# Does anyone pups get naughty when tired?



## ad_1980 (Jan 28, 2009)

I swear Mika acts totally like human baby would - acts up when he's tired. By acting up i mean very disobedient and he just is very naughty. He picks up rubbish from outside and brings it inside and saying No doesn't work with him when he's like that. Drives me crazy!


----------



## Guest (Apr 8, 2009)

Oscar has toddler type temper tantrums if you won't play with him when he wants.


----------



## Guest (Apr 8, 2009)

I don't think it's confined to puppies, a lot of dogs seem to go deaf when tired


----------



## Guest (Apr 8, 2009)

rona said:


> I don't think it's confined to puppies, a lot of dogs seem to go deaf when tired


Bit like humans


----------



## Shazach (Dec 18, 2008)

ad_1980 said:


> I swear Mika acts totally like human baby would - acts up when he's tired. By acting up i mean very disobedient and he just is very naughty. He picks up rubbish from outside and brings it inside and saying No doesn't work with him when he's like that. Drives me crazy!


Yup!!! Zach still gets mouthy when he's tired.


----------



## haeveymolly (Mar 7, 2009)

Molly is 8 months and shes naughty when hungry, nip and nibbles picks things up that she knows she cant have maybe shes drawing my attention to her as if to say "dinner time". They are funny arnt they?


----------



## Lily's Mum (Jan 22, 2009)

If only Lily was only naughty when tired lol she is nughty from about 7 in the morning until 8 pm at night lol


----------



## Guest (Apr 8, 2009)

haeveymolly said:


> Molly is 8 months and shes naughty when hungry, nip and nibbles picks things up that she knows she cant have maybe shes drawing my attention to her as if to say "dinner time". They are funny arnt they?


Oscar does this too


----------



## bella7 (Feb 1, 2009)

Zac's 6 months and he always starts acting himself around 9pm goes proper mental! Runs around the table like a mad dog and just won't sit still, I can always tell when it's time for bed.

At meal times he has a different type of bark really high pitched so even if I forget (god forbid!) he lets me know.


----------



## PoisonGirl (Oct 24, 2008)

When Dave is tired he refuses to 'come' in from the garden. Probably because when he was smaller I took him out for a pee then carried him into bed, so he waits for me to go get him when he can't be bothered walking.
Today I just went back inside after calling him and he stool looking in the window, decided that whatever I was doing was much more interesting than standing by himself and came in 

When he is tired he usually gets narky at Dixie and she tells him off for me. Lol. Bullseye is much smarter when it comes to beig tired, he either flops down where he is, or goes to bed. I wish Dave would learn to do that!

SHORT EXERCISE A →
Summarize the forum thread about naughty, tired puppies in two sentences.
SHORT EXERCISE B →
From the forum thread about naughty, tired puppies, output the text from "At meal times" up to and including "be bothered walking.", word for word.

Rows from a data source
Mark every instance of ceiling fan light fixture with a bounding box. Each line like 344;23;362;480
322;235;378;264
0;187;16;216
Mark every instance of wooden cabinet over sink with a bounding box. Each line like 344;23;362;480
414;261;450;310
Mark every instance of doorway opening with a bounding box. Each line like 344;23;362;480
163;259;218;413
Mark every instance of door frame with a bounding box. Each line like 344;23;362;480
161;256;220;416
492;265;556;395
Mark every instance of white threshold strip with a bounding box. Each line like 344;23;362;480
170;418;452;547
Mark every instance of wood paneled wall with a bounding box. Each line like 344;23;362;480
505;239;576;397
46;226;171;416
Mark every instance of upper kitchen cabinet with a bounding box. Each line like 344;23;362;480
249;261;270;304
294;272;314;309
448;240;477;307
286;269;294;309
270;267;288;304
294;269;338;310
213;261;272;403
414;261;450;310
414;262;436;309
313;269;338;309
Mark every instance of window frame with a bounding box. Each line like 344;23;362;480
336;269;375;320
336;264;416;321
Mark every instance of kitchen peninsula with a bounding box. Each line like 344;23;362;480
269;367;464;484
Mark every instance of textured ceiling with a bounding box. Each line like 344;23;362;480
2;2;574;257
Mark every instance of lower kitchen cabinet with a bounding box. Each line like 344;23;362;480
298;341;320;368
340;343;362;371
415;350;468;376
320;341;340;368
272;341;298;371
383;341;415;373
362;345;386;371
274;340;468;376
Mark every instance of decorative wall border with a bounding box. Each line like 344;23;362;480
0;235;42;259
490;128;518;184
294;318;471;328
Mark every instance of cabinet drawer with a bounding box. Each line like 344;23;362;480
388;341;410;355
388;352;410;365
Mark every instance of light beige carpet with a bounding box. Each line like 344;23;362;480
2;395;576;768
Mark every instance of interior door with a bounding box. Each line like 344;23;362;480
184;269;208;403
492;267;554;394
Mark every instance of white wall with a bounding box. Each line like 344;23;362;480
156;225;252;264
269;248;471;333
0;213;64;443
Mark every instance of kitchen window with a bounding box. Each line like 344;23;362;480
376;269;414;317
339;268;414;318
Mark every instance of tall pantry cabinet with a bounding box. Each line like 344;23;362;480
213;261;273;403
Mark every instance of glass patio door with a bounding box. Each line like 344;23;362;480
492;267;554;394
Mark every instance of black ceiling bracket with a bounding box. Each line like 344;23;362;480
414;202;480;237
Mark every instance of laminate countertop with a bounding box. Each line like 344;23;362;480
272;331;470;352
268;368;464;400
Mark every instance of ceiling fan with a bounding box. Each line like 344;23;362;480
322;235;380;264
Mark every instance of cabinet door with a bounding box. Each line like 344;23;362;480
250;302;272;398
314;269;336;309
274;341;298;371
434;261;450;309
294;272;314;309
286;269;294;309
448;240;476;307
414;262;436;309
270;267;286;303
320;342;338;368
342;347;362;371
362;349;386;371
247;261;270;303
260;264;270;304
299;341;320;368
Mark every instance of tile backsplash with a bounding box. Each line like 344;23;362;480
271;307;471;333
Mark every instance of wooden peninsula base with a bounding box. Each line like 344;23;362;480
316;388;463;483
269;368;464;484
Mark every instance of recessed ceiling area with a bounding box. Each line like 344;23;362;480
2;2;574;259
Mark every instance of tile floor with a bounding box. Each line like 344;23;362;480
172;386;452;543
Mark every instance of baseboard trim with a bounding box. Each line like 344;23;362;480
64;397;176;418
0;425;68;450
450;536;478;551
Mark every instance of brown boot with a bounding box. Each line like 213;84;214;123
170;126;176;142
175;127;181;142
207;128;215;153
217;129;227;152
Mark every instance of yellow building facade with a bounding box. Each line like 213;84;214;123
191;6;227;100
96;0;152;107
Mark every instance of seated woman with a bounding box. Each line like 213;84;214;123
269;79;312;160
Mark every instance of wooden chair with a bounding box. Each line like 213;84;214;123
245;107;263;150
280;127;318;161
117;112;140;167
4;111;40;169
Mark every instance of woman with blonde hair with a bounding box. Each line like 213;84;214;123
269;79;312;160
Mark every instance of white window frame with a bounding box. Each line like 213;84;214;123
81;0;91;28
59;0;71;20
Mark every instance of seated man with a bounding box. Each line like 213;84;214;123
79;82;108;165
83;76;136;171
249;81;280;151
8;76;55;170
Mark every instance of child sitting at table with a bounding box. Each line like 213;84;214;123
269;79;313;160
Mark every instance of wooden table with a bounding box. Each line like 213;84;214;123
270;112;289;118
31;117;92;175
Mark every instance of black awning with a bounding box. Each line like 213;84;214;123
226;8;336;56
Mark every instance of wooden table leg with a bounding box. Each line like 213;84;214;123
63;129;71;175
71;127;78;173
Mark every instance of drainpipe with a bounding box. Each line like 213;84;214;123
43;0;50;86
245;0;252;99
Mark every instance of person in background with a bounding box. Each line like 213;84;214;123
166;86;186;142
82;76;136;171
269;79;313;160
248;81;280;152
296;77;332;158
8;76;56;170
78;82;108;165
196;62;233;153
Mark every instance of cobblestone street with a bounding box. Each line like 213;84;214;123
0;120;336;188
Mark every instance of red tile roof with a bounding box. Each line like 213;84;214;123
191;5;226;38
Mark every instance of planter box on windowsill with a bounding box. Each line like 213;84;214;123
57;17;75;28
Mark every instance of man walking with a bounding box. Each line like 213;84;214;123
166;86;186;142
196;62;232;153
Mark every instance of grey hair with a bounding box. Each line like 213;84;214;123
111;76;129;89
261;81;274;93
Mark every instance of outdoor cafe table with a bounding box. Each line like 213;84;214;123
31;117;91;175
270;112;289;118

FULL RESPONSE A →
One poster says Mika acts up when tired, becoming disobedient, bringing rubbish inside from outside and ignoring "No." Others describe their own dogs, such as Zach getting mouthy when tired, Dave refusing to come in from the garden, and Molly being naughty when hungry, and one adds that a lot of dogs seem to go deaf when tired.

FULL RESPONSE B →
At meal times he has a different type of bark really high pitched so even if I forget (god forbid!) he lets me know.


----------



## PoisonGirl (Oct 24, 2008)

When Dave is tired he refuses to 'come' in from the garden. Probably because when he was smaller I took him out for a pee then carried him into bed, so he waits for me to go get him when he can't be bothered walking.